→ **EXERCISE REQUIREMENTS**: Return all entries word for word, but drop any images.
## BEGIN SUPPLIED DATA
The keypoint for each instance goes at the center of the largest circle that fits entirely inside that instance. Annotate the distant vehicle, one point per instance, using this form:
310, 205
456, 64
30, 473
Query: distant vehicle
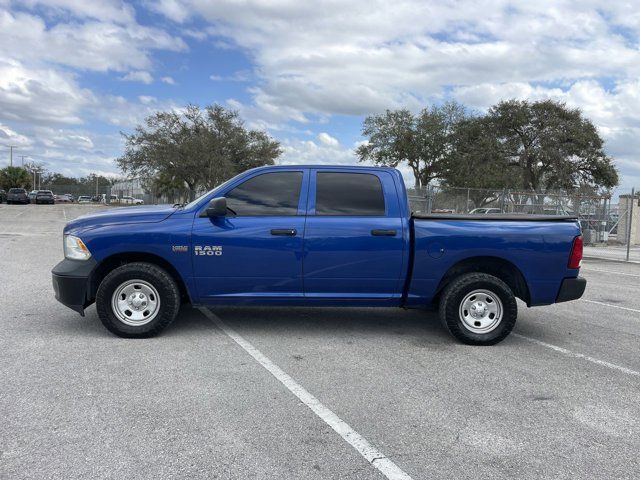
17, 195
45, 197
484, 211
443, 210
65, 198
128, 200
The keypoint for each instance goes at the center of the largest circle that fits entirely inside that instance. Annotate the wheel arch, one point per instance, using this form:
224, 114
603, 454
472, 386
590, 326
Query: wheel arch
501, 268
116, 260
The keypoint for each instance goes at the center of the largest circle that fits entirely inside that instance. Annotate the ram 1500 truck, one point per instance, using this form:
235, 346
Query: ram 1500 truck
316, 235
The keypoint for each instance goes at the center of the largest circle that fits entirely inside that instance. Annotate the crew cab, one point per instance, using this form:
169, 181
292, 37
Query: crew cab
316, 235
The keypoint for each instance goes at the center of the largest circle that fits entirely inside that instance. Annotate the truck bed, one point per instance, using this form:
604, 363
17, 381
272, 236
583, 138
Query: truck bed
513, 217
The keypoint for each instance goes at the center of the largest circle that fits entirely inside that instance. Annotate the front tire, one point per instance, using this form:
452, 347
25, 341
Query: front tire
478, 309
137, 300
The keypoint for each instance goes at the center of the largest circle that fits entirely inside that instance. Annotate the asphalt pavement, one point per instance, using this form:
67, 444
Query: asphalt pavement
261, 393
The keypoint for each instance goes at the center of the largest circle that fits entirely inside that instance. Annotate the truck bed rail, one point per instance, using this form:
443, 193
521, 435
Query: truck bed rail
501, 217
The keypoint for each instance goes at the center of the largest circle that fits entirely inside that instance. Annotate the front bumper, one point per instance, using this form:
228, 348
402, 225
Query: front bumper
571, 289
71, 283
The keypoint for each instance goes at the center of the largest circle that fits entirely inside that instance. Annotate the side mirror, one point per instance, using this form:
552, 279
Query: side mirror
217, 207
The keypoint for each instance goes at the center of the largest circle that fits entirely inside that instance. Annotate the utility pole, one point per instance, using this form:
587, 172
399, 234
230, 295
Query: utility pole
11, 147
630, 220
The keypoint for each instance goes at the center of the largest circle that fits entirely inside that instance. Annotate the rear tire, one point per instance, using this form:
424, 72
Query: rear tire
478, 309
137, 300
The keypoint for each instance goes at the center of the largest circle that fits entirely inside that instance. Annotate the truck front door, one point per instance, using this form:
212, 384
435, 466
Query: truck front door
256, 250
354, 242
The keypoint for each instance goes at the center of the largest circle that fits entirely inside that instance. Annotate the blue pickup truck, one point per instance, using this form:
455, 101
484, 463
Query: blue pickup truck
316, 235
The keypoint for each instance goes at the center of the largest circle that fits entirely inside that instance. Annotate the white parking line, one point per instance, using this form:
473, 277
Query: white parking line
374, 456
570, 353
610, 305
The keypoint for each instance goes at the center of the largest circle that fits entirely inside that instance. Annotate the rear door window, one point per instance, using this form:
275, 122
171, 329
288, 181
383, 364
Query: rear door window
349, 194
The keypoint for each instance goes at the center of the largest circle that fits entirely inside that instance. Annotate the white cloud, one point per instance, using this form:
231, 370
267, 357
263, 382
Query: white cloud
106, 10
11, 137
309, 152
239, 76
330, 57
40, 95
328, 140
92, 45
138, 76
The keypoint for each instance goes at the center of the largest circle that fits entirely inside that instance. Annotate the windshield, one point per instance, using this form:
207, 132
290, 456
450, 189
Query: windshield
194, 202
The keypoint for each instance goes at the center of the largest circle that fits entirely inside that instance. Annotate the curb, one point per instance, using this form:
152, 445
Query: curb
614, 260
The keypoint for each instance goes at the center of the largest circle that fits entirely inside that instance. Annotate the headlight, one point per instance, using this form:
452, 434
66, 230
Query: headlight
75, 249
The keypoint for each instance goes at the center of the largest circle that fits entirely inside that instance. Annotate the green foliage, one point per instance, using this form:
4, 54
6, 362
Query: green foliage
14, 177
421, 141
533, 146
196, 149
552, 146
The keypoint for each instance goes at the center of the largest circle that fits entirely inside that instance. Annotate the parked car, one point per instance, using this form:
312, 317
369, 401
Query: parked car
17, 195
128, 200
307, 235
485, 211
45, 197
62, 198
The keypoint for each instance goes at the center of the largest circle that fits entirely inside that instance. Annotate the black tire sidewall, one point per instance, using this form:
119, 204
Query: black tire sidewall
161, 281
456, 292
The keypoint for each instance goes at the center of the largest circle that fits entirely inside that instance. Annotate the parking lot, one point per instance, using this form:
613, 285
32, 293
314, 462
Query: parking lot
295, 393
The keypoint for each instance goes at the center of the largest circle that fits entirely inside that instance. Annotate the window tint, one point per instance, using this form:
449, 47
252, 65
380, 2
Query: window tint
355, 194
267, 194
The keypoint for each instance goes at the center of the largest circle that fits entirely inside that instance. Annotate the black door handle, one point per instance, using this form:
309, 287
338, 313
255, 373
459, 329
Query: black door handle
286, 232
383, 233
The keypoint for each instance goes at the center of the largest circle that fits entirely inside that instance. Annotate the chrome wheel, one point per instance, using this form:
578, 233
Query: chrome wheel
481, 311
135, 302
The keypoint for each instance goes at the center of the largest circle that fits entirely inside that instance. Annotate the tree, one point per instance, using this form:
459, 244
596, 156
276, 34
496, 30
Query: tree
## END SUPPLIED DATA
→ **WRITTEN RESPONSE**:
The keypoint for each instance goes at the center of the largest circle that fits entirely inside that instance. Annotate the distant vehicle, one point per instance, using this form:
310, 205
456, 64
30, 473
Query: distant vehicle
17, 195
45, 197
484, 211
443, 210
65, 198
128, 200
The keypoint for each instance goes at the center of the largest circle that fits entirely inside that instance. Annotate the wheel arch, one point per instance, using this form:
224, 114
603, 454
472, 386
590, 326
Query: wheel arch
501, 268
116, 260
The keypoint for each instance goes at the center of the largest circle that fits entirely inside that instance. Annotate the ram 1500 truck, one point per instance, using this form:
235, 346
Query: ram 1500 truck
316, 235
The keypoint for each instance goes at the center of the largest circle that fits entirely inside that instance. Annotate the crew cab, one point per instance, using this form:
169, 181
292, 37
Query: crew cab
316, 235
The keypoint for each instance goes at the center of the largest circle that fits entirely inside that instance. Annotate the truck bed, one point per instance, using this form:
604, 363
17, 381
272, 236
583, 138
Query: truck bed
513, 217
The keypoint for each instance goes at the center of the largest circle that fits entirely inside that instance. Annotate the front tire, one point per instance, using this form:
452, 347
25, 341
Query: front tire
478, 309
137, 300
The keypoint for each instance goes at the center of the largest circle that fits entirely inside that instance. Annotate the asphalt pavement, one point per instance, using this form:
67, 444
Query: asphalt pavement
261, 393
The keypoint for each instance goes at the center of the largest circle that fits entirely inside that instance. Annotate the truck bed rail, one point per instance, using this form:
443, 193
521, 435
Query: truck bed rail
501, 217
The keypoint for each instance goes at the center of the largest circle that fits entirely inside that instance. Annotate the front bumper, one point per instance, using this form:
228, 348
402, 225
Query: front bumper
571, 289
71, 283
The keypoint for each instance goes at the center of the largest circle that fits entirely inside that instance. Annotate the side mirror, one point per instance, using this form:
552, 279
Query: side mirror
217, 207
The keypoint for each instance goes at the center of the largest circle that fits entirely inside that instance. Annotate the utility pole, one point per instance, using this form:
587, 172
399, 234
230, 295
Query: utility pole
11, 147
630, 220
The keypoint for each instance goes at the center of the largest circle that fits entirely inside that instance. Annotate the rear tire, one point per instance, using this form:
424, 72
Query: rear tire
478, 309
137, 300
The keypoint for each instance goes at the center of the largest circle that fits entirely inside that instance. Annotate the truck front door, one point per instance, using this form:
212, 384
435, 466
Query: truck front door
256, 250
354, 242
The keypoint for each instance goes at the center of the largest circle that fits entirely inside that instance. Annotate the blue pickup truck, one point per instance, using this form:
455, 101
484, 463
Query: blue pickup truck
316, 235
The keypoint for each instance goes at the center of the largest circle that fits entirely inside that instance. Annotate the white parking line, one point per instance, using this form:
473, 277
Query: white parking line
374, 456
570, 353
610, 305
The keypoint for each instance goes at the center of the largest circle that fits entirely inside that instance. Annotate the rear door window, one point per instance, using this form:
275, 122
171, 329
288, 181
383, 364
Query: rear door window
349, 194
The keypoint for each instance goes at the center of the largest circle that fits entirely inside that instance. Annotate the white cloud, one point per instance, using this form:
231, 370
267, 357
263, 382
Query: white cloud
106, 10
11, 137
309, 152
239, 76
330, 57
40, 95
328, 140
92, 45
138, 76
The keypoint for each instance goes at the center of the largest circle that fits entirely inside that instance. Annotate the windshield, one point per instance, using this form:
207, 132
290, 456
450, 189
Query: windshield
194, 202
The keypoint for each instance goes at the center of the largest circle that fits entirely inside that instance. Annotate the curb, one point per instance, using this form:
152, 445
Query: curb
614, 260
The keypoint for each instance goes at the center of the largest circle that fits entirely inside that instance. Annotate the headlight, one point per instance, using this form:
452, 434
66, 230
Query: headlight
75, 249
The keypoint for each instance goes at the center of the largest circle that fits entirely inside that instance. Annotate the green foliage, one point per instance, using this form:
4, 54
6, 362
Query: green foliage
14, 177
421, 141
533, 146
196, 149
552, 146
The keypoint for each instance goes at the center of the largest circle that fits entirely inside that instance. Annotate the parked car, one point per instance, using this form:
312, 317
369, 401
Query: parked car
17, 195
128, 200
307, 235
485, 211
45, 197
62, 198
The keypoint for each instance goes at the center of the largest circle that fits entirely inside that instance. Annotate the black tire sidewall, one point per instance, using this form:
119, 204
Query: black tire sidewall
161, 281
456, 292
The keypoint for each instance goes at the center of the largest circle that fits entirely inside that instance. Annotate the parking lot, one point per instance, using this form:
613, 285
32, 293
314, 462
Query: parking lot
295, 393
The keypoint for each instance goes at the center of the largest circle that fits entirely inside that instance. Annotate the window tint, one point per instance, using this form:
449, 47
252, 65
380, 2
Query: window tint
355, 194
267, 194
The keypoint for each instance goes at the center of the largest circle that fits entirely inside that instance. Annotate the black door handle, one point per instance, using this form:
309, 287
338, 313
255, 373
459, 329
Query: black door handle
286, 232
383, 233
The keypoint for each instance goes at the center of the largest circle that fits entirely inside that instance. Annotate the chrome wheel, one point per instance, using this form:
578, 233
Query: chrome wheel
481, 311
135, 302
The keypoint for each instance goes at the center of the largest circle that fits entirely inside that instance. Annotate the tree, one point per instance, using this form:
459, 244
596, 156
276, 34
496, 30
Query: tree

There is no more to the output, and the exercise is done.